Collected data:
* * *

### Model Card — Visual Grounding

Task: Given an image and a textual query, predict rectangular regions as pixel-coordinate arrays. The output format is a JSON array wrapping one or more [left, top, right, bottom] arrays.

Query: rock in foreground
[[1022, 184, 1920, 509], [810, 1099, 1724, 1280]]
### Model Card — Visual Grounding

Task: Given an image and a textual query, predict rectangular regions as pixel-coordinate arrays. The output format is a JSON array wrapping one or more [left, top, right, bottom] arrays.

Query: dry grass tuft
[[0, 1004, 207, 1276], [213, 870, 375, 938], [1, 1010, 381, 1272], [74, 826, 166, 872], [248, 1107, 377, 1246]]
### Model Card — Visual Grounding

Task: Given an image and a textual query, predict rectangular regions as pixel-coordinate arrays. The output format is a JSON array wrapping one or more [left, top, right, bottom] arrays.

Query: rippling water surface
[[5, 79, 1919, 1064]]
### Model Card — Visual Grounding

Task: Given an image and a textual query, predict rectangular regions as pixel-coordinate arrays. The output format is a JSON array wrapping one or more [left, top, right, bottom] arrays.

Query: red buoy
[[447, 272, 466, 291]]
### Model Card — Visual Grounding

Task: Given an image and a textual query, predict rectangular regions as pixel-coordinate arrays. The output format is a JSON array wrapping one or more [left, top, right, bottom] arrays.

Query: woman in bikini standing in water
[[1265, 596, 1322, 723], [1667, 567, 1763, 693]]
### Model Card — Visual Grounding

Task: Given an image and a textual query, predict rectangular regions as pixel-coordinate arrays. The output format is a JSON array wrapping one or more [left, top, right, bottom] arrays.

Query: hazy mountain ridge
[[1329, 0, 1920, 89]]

* * *

Beginning with the first line and ending with the last, restate the data word for word.

### Model Card — Visual Grounding

Task: Given an image and a textual query, predict rectangular regions as pixel-coordinate arrays. The output format is a JSON array wrapping one or more [left, top, right, bottom] arrays.

Query: rock in foreground
[[1022, 184, 1920, 509], [810, 1099, 1724, 1280]]
### Model Card — Visual Grounding

Task: Given an image and a textual query, predict rectangular regions as pixel-coordinate arrays. The output format is a JSON array wrapping one or more [left, top, right, bottom] arrays.

Query: dry grass tuft
[[0, 1004, 207, 1276], [213, 870, 375, 938], [1, 1010, 381, 1272], [74, 826, 166, 872], [248, 1107, 377, 1246]]
### Model Card — Visual Grounding

Task: Given an image and a textual query, predict rectangular regions as pixel-coordinate arrays. The output format is a JSON array wrapping one or more [left, top, right, bottom] arrays.

Query: rippling water surface
[[5, 79, 1919, 1064]]
### Model Card — Visual Grounding

Task: Given an image and a textual query, predict rectangular regions as pixel-coordinate arrays. The output format is a JSON array wrapping one or more [left, top, right, bottom] arrays.

Query: red buoy
[[447, 272, 466, 291]]
### Model Card — Visual Grounding

Task: Given an image and a textual query, predict rectangular regions as pixel-coordinate arrays. The output format is a JSON array wrapping one or more [left, top, right, bottom] arrays.

Query: woman in bikini standing in water
[[1265, 596, 1322, 723], [1667, 567, 1763, 693]]
### Model Card — Visual Grounding

Task: Given an image and a textual query, predict rectangular regions as pixel-coordinate arrays. The output format is a JSON array wrapping one or more [left, top, right, bottom] arrays.

Query: hazy mountain ridge
[[1329, 0, 1920, 89]]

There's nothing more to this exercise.